** Aim **
What is needed here is an exact copy of every entry.

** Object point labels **

* Begin *

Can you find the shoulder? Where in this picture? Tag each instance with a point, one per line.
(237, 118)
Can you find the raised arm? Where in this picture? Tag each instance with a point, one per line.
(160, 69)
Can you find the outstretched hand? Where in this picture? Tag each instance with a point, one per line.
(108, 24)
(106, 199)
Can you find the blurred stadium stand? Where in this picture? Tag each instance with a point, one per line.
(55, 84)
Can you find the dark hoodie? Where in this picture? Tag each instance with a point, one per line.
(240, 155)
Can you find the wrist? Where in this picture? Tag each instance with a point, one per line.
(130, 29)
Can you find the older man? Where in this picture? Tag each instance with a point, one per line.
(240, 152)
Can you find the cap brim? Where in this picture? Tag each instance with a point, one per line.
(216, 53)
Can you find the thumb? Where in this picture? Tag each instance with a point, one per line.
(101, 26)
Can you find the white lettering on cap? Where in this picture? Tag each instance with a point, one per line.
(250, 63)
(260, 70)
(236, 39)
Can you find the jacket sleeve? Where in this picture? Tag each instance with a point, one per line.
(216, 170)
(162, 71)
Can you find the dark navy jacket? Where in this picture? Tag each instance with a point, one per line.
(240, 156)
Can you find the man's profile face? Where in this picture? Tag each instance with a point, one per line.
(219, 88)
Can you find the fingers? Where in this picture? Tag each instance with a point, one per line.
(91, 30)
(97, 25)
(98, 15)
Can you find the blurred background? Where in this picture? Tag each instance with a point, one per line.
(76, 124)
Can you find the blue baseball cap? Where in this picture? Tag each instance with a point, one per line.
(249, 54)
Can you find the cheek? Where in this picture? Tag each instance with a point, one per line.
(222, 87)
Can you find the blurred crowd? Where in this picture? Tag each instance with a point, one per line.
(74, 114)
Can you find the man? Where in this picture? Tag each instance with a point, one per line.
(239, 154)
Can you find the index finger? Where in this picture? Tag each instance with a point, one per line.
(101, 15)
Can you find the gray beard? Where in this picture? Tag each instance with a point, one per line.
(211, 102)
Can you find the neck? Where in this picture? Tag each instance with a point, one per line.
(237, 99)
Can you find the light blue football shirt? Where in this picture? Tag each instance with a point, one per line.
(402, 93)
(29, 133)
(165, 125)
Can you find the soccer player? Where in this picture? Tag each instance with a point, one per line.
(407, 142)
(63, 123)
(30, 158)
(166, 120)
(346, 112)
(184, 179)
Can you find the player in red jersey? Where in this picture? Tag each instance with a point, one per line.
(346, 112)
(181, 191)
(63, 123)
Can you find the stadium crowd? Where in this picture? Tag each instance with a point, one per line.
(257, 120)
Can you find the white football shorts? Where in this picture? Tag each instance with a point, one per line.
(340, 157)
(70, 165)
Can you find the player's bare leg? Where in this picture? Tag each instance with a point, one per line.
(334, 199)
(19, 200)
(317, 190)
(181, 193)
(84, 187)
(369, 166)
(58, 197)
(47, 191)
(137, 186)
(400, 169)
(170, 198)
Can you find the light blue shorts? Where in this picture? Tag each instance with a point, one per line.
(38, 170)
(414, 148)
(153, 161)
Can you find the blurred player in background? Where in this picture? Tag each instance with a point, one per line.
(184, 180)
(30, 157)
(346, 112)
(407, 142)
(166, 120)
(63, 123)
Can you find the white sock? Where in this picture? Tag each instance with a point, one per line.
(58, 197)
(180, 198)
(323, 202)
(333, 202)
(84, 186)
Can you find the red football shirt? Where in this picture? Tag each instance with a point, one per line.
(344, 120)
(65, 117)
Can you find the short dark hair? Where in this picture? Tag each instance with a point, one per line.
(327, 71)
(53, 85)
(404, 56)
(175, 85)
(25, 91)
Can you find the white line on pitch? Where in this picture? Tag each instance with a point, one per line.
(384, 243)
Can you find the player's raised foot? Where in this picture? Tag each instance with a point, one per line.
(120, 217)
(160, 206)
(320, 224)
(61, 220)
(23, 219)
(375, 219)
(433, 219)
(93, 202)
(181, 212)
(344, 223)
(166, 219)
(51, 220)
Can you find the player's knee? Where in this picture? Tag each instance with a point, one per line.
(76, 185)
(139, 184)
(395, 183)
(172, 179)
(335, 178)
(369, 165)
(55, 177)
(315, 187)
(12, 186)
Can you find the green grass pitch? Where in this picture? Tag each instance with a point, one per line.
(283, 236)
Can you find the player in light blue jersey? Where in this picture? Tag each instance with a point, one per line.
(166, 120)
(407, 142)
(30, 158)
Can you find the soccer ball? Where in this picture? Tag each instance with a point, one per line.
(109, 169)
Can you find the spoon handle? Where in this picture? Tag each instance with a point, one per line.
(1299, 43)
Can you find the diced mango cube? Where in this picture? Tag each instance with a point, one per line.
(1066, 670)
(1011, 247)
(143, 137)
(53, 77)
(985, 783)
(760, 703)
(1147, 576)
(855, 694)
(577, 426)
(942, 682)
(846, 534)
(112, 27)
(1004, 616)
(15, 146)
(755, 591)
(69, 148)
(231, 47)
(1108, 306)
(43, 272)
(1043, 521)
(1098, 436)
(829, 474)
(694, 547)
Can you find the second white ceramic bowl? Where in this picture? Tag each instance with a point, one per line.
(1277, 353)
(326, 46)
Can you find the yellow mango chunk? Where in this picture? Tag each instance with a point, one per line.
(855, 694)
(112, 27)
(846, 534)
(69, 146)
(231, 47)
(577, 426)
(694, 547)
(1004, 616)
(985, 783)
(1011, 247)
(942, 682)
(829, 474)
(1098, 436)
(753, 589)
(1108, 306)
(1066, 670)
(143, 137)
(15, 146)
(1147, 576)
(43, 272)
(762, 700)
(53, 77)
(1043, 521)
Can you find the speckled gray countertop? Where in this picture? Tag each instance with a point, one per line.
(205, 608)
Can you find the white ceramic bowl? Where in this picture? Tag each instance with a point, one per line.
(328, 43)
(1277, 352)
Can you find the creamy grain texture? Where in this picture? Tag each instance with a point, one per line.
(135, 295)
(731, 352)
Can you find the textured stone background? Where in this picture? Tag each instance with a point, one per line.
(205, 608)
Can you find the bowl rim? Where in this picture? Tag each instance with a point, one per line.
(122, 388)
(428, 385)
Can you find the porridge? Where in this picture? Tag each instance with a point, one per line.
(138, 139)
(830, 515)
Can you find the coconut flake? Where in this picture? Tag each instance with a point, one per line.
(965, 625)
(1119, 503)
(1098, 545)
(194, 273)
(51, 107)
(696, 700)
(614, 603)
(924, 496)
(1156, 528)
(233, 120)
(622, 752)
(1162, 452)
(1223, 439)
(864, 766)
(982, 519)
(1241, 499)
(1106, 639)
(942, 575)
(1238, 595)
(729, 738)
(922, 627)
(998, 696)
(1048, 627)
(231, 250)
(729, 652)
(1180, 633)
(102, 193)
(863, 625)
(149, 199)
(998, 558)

* End *

** Solved exercise **
Can you find the shoulder? Where in this picture? Tag each instance with a point, one per line.
(237, 118)
Can you find the raised arm? Where in this picture? Tag each instance with a point, one per line.
(160, 69)
Can you find the outstretched hand? Where in this picture? Tag each instance with a point, one per line.
(108, 24)
(106, 199)
Can you find the blurred stadium stand? Where in this picture? Tag each instance with a point, one per line.
(55, 84)
Can you find the dark hoodie? Where in this picture? Tag each instance with a point, one per line.
(240, 155)
Can you find the wrist? Where in this picture? Tag each instance with a point, one per line.
(130, 29)
Can you find the older man? Where in this picture? Tag each instance with a point, one per line.
(240, 152)
Can you find the cap brim? Where in this picture? Tag each instance with a point, one per line.
(216, 53)
Can you find the thumb? Where in this picture? Tag each instance with a point, one per line.
(101, 26)
Can you find the white lettering on cap? Where in this picture? Tag each instance with a point, one per line.
(250, 63)
(260, 70)
(236, 39)
Can you find the jacket sleeve? Where in this picture? Tag each instance with a point, one per line.
(216, 170)
(162, 71)
Can you find the dark navy jacket? Where in this picture? Tag each instance with a point, one per line.
(240, 156)
Can you find the man's profile face? Where in this picture? Tag each instance with a point, one per line.
(219, 88)
Can you find the fingers? Where in this picture? Tag each instance with a point, one per line.
(91, 30)
(97, 25)
(98, 15)
Can you find the blurred background? Where in this picture? Tag each instance with a point, one per line.
(76, 124)
Can you find the blue baseball cap? Where in this picture? Tag each instance with a point, one per line.
(249, 54)
Can you find the cheek? Where in this picture? Tag each instance with a point, one per line.
(222, 87)
Can you find the blurred crowd? Where in this picture? Tag each instance with a point, one per line.
(74, 114)
Can you find the man? Where in this picture? Tag each instance with a point, one per line.
(239, 154)
Can you find the index finger? Where in this picture? Tag each instance with a point, one per line.
(101, 15)
Can you find the gray beard? Where in this picture? Tag each instance with a point, one per line.
(211, 102)
Can you find the neck? Where in this picture? Tag each instance with a point, one per line.
(237, 99)
Can you find the light blue football shirt? Where in this picture? Tag each instance with a point, one per line.
(402, 93)
(29, 133)
(165, 125)
Can you find the soccer player? Where in this picture? Tag each instance with a point, one per line.
(407, 142)
(63, 123)
(30, 158)
(166, 120)
(346, 112)
(184, 179)
Can you find the player in red jersey? Where in this picture? Tag each instance with a point, one per line.
(346, 112)
(181, 191)
(63, 123)
Can you find the stadium crowd? Where in this picture? Tag each instance with a point, one per line.
(257, 120)
Can you find the white football shorts? Where in this picture? Tag each instance with a point, one per line.
(340, 157)
(70, 165)
Can you find the player's bare leg? Where in this picture? Tag each instance with a point, one per line.
(334, 199)
(19, 200)
(317, 190)
(181, 193)
(84, 187)
(369, 166)
(58, 197)
(47, 191)
(137, 186)
(400, 169)
(170, 198)
Can you find the light blue shorts? Where in this picture? Tag each instance with a point, one per line.
(38, 170)
(414, 148)
(153, 161)
Can you find the blurred player in background? Where in this picture? Tag each instance with a point, one per line.
(184, 180)
(30, 157)
(346, 112)
(407, 142)
(166, 120)
(63, 123)
Can you find the white sock? Where in this picture? Tag each instance with a point, one per line.
(58, 197)
(180, 198)
(323, 202)
(333, 202)
(84, 186)
Can you find the red football shirt? Where in this picture? Tag each instance with a point, one per line.
(344, 120)
(65, 117)
Can you find the short dark hair? Where in this picture? Tag each instance with a point, one per line.
(327, 71)
(53, 85)
(404, 56)
(175, 85)
(25, 91)
Can you find the white line on pitch? Where in this picture? Tag each instance with a point, one per line.
(384, 243)
Can you find the player's raised foot? Where in this picture? Tag each instance with a point, one per line.
(120, 217)
(160, 206)
(320, 224)
(61, 220)
(23, 219)
(375, 219)
(433, 219)
(93, 202)
(181, 212)
(344, 223)
(166, 219)
(51, 220)
Can you find the player's knee? Where in this picture? Tag each instance with a point, one per line.
(76, 185)
(139, 184)
(395, 183)
(172, 179)
(335, 178)
(369, 165)
(55, 177)
(315, 187)
(12, 186)
Can you find the green grass pitch? Where in this picture? Tag each instance with a point, one per line.
(283, 236)
Can you find the player in light blue jersey? Where in this picture? Tag each instance with a point, one per line.
(166, 120)
(407, 142)
(30, 158)
Can you find the soccer ball? Where in this picture? Tag each instance with a point, one per line.
(109, 169)
Can you find the spoon handle? Where in this picture? Tag each instance with a point, one per line.
(1299, 43)
Can you find the diced mango cube? Where in this picture? Tag each instance with a point, one per line.
(1066, 670)
(1011, 247)
(143, 137)
(53, 77)
(985, 783)
(760, 703)
(1147, 576)
(855, 694)
(577, 426)
(942, 682)
(846, 534)
(112, 27)
(1004, 616)
(15, 146)
(755, 591)
(69, 148)
(231, 47)
(1108, 306)
(43, 272)
(1043, 521)
(1098, 436)
(829, 474)
(694, 547)
Can you find the second white ceramic bowl? Where in this picture? Tag each instance with a point, one per line.
(1277, 353)
(326, 46)
Can you find the yellow mango chunk? Where in this picture? Tag each instance with a point, one per line.
(855, 694)
(112, 27)
(846, 534)
(69, 146)
(231, 47)
(577, 426)
(694, 547)
(1004, 616)
(985, 783)
(1011, 247)
(942, 682)
(829, 474)
(1098, 436)
(753, 589)
(1108, 306)
(1066, 670)
(143, 137)
(15, 146)
(1147, 576)
(43, 272)
(762, 700)
(53, 77)
(1043, 521)
Can you find the speckled gray countertop? Where in this picture? Tag each instance with a point, one per line.
(205, 608)
Can you find the white ceramic bowl? Where in this picture? Tag each instance with a point, one per line.
(328, 43)
(1277, 352)
Can you find the creamy grain texture? Where in this picture? Tag each instance with a point, one per line.
(135, 295)
(731, 352)
Can you find the textured stone background? Where in this picture? Tag each instance with a point, one per line.
(205, 608)
Can you find the bowl rim? Where in this picture? Tag each instance with a point, one per line.
(122, 388)
(428, 385)
Can you find the porridge? Where in this picture? Tag each instance with a point, one per line.
(138, 139)
(830, 515)
Can you find the coconut flake? Where in this picture? Tag each instance with a point, one per line.
(965, 625)
(1119, 503)
(1098, 545)
(194, 273)
(51, 107)
(696, 700)
(614, 603)
(924, 496)
(1156, 528)
(233, 120)
(622, 752)
(1162, 452)
(1223, 439)
(864, 766)
(982, 519)
(1241, 499)
(1106, 639)
(942, 575)
(1238, 595)
(729, 738)
(922, 627)
(998, 696)
(1048, 627)
(231, 250)
(729, 652)
(1180, 633)
(102, 193)
(863, 625)
(149, 199)
(998, 558)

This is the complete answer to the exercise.